SUPPLIED MATERIAL

^^^^^^^^

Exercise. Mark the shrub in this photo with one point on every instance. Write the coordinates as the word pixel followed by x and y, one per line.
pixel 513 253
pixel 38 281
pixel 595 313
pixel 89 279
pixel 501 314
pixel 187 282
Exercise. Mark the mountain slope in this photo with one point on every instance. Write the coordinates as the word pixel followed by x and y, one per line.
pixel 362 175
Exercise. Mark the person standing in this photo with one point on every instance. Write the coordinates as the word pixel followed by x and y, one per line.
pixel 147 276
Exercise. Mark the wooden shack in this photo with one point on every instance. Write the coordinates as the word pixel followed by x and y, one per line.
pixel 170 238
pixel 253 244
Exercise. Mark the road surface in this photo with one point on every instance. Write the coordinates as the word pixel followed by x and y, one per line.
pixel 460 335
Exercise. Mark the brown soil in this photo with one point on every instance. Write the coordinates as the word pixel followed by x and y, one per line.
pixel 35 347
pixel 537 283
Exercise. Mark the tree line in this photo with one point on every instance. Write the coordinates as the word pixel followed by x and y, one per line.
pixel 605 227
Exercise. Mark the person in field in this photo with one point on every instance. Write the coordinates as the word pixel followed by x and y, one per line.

^^^^^^^^

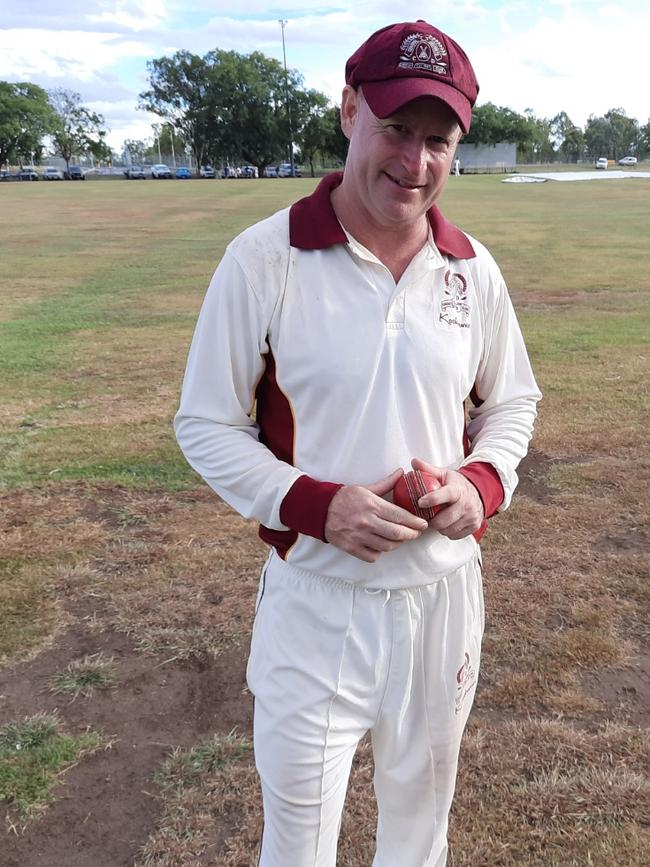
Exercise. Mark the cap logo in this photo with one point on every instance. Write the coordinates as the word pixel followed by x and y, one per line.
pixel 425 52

^^^^^^^^

REQUIRED ACTION
Within the material above, copy exactly the lines from the line that holds "Exercise. Mark the road" up to and including the line that holds "Exercise. Mark the person in".

EXPECTED ANSWER
Exercise. Mark the road surface in this photo with one point on every instance. Write the coordinates as the word pixel followed by x and y, one per line.
pixel 460 335
Exercise. Mark the brown soil in this photo with one point on every instance. Write the coordinates as the word pixel followed by x and y, one per line.
pixel 35 347
pixel 537 283
Exercise. Mark the tree line in this photo with one point on every instance. Write the coordinates as the word pixel followed by x and y, one per line.
pixel 605 227
Exercise. Mark the person in field in this photo with one point on every instance. Write the coordinates as the word pixel followed by x and y, one per line.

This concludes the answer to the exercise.